• **Task brief**
Could you transcribe the material below exactly, without leaving out a single line?

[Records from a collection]
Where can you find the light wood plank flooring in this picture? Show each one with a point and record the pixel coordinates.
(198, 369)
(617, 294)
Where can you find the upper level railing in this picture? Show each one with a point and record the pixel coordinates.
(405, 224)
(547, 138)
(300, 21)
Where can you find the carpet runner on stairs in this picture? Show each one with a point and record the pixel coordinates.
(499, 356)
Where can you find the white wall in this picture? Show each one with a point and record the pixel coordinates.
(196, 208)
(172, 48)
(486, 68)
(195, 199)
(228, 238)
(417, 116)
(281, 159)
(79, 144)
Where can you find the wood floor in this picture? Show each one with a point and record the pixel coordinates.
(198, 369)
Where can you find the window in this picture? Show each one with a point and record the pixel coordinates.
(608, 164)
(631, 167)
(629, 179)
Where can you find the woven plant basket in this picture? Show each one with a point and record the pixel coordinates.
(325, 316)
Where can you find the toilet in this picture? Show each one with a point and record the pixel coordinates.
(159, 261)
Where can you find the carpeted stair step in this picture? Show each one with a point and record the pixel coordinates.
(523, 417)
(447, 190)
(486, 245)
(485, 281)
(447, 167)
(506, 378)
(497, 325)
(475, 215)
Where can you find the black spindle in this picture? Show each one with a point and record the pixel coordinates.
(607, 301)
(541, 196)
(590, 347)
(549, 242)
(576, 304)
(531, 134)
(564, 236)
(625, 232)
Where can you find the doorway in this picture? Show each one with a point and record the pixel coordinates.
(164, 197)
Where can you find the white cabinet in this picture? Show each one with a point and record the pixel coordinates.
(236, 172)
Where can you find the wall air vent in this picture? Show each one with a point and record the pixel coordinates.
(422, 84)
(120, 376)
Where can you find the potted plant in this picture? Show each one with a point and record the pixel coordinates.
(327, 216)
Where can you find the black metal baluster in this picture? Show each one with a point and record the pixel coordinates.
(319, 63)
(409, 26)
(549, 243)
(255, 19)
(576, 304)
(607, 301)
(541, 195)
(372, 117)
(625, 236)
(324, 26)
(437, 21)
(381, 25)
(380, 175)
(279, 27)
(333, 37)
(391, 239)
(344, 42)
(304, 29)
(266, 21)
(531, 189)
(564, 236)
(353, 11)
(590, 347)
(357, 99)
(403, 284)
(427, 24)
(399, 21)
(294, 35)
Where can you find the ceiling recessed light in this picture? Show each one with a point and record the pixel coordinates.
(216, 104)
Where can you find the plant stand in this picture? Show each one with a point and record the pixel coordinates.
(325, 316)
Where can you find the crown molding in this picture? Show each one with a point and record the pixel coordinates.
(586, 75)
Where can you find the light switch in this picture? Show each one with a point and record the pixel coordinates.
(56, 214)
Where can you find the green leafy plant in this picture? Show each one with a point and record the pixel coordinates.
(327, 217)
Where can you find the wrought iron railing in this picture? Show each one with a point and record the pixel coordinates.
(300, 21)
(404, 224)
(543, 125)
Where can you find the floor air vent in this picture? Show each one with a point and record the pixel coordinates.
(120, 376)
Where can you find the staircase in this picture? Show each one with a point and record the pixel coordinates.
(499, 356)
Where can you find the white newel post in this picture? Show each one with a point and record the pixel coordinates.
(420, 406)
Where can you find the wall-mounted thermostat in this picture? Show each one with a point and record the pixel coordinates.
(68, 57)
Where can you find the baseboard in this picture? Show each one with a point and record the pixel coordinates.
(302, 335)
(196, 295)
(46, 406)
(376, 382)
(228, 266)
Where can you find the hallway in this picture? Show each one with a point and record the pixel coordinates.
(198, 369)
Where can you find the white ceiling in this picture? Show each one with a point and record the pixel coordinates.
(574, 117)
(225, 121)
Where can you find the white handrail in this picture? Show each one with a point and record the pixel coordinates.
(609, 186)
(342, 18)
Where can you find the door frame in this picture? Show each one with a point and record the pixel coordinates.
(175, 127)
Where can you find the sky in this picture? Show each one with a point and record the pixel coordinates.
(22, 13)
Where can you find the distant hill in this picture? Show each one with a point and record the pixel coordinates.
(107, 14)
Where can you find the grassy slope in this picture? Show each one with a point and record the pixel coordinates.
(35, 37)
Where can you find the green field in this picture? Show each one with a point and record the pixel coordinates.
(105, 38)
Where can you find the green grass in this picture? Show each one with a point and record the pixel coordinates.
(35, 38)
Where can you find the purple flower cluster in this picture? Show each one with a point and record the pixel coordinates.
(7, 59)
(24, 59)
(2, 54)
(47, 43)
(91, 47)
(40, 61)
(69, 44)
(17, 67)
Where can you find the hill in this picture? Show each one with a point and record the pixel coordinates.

• **Task output**
Where can you find the light wood plank flooring in this picture? Show each one with a point and record the pixel coordinates.
(198, 369)
(617, 294)
Where can you find the upper level railing in this picture? Show each one with a point and record the pixel coordinates.
(405, 224)
(547, 138)
(300, 21)
Where can you find the carpet runner on stairs in this picture? Show each one with a point and record the pixel coordinates.
(499, 356)
Where can you find the white wall in this picture? Show each one with a point and record the pixel coordinates.
(196, 208)
(172, 48)
(486, 68)
(195, 199)
(228, 238)
(417, 116)
(281, 159)
(79, 144)
Where can you find the wood floor in this picture? Show each one with a point and record the pixel coordinates.
(198, 369)
Where can you find the window in this picture? Show each one with a point and record the pixel coordinates.
(608, 164)
(631, 167)
(629, 179)
Where can you find the woven plant basket in this picture? Show each one with a point and record the pixel coordinates.
(325, 316)
Where can you find the toilet in this picture? Show each one with a point and record the pixel coordinates.
(159, 261)
Where can you find the carpeted stair step in this picture? Show each one with a point and record the pixel coordinates.
(523, 417)
(447, 190)
(486, 245)
(485, 281)
(447, 167)
(506, 378)
(497, 325)
(475, 215)
Where can you find the black spindle in this picture? Show each one with a point and record the pixel coordinates.
(607, 301)
(541, 196)
(590, 347)
(549, 242)
(576, 304)
(531, 134)
(564, 236)
(625, 232)
Where can you find the doorway in this picture? Show each one with a point and record the pixel coordinates.
(164, 197)
Where can you find the white cabinet in this picture? Show each one with a point and record the pixel coordinates.
(236, 172)
Where can you find the wall air vent in this picture? Show each one with a point and record the pixel coordinates.
(422, 84)
(120, 376)
Where can you find the potted plant in this picture? Show each one with a point and record the pixel coordinates.
(327, 216)
Where can you find the black metal baluster in this picture? Show each one with a point and record the pixel coordinates.
(319, 63)
(409, 26)
(549, 243)
(255, 19)
(576, 304)
(607, 301)
(541, 195)
(372, 117)
(625, 236)
(324, 26)
(437, 21)
(381, 25)
(380, 175)
(279, 27)
(333, 37)
(391, 239)
(344, 42)
(304, 29)
(266, 21)
(531, 189)
(564, 236)
(353, 11)
(590, 347)
(357, 99)
(403, 284)
(427, 24)
(399, 21)
(294, 35)
Where can you find the ceiling recessed light in this picture? Show each one with a point and record the pixel coordinates.
(216, 104)
Where can you find the plant stand in this picture? Show each one with a point and record the pixel coordinates.
(325, 316)
Where can you find the crown molding in this picture? Show each one with a point and record the pixel coordinates.
(586, 75)
Where can you find the light switch in this picture? Show each one with a point and record the pixel coordinates.
(56, 214)
Where can you find the green leafy plant in this picture? Show each one with a point and record the pixel coordinates.
(327, 217)
Where can you find the wrought iron railing in this picture? Show each one with a point and record the pixel coordinates.
(300, 21)
(404, 224)
(543, 125)
Where can you find the floor air vent in this picture? Show each one with a point and record the pixel coordinates.
(120, 376)
Where can you find the staircase in this picture? Show each one with a point and record the pixel coordinates.
(499, 356)
Where can you find the white newel post in this picture? Show each one with a point and record the pixel coordinates.
(420, 406)
Where can you find the wall-mounted thermostat in this picture? Show each one with a point and record the pixel coordinates.
(68, 57)
Where can you find the baseboard in this picture? Show each one with a point and record the pixel coordinates.
(302, 335)
(196, 295)
(46, 406)
(376, 382)
(228, 266)
Where can you find the hallway in this picture? Show each one with a point and record the pixel coordinates.
(198, 369)
Where can you find the white ceiling in this picture? Show each one with a point and record the pixel coordinates.
(574, 117)
(225, 121)
Where can you find the white handrail in this picture? Show each one with a point and record the pixel coordinates.
(609, 186)
(342, 18)
Where can you find the door frame in this picture? Show each one with a point and record the pixel coordinates.
(175, 127)
Where can you find the sky in this picture? Show each one with a point and record the pixel coordinates.
(22, 13)
Where can you find the distant hill in this picture? Show each one with a point and record the pixel coordinates.
(107, 14)
Where can you find the grassy slope in this picture? Show each one with a point and record the pixel coordinates.
(35, 37)
Where can you find the green field in this picture? Show each one with a point and record the pixel coordinates.
(105, 38)
Where can you find the green grass in this picture? Show each one with a point and record the pixel coordinates.
(35, 38)
Where can you find the purple flower cluster in this picture? Show each one with a point and record the pixel coordinates.
(7, 59)
(24, 59)
(2, 54)
(47, 43)
(91, 47)
(40, 61)
(69, 44)
(17, 67)
Where can you find the hill in this picture? Show each one with a point and record the pixel coordinates.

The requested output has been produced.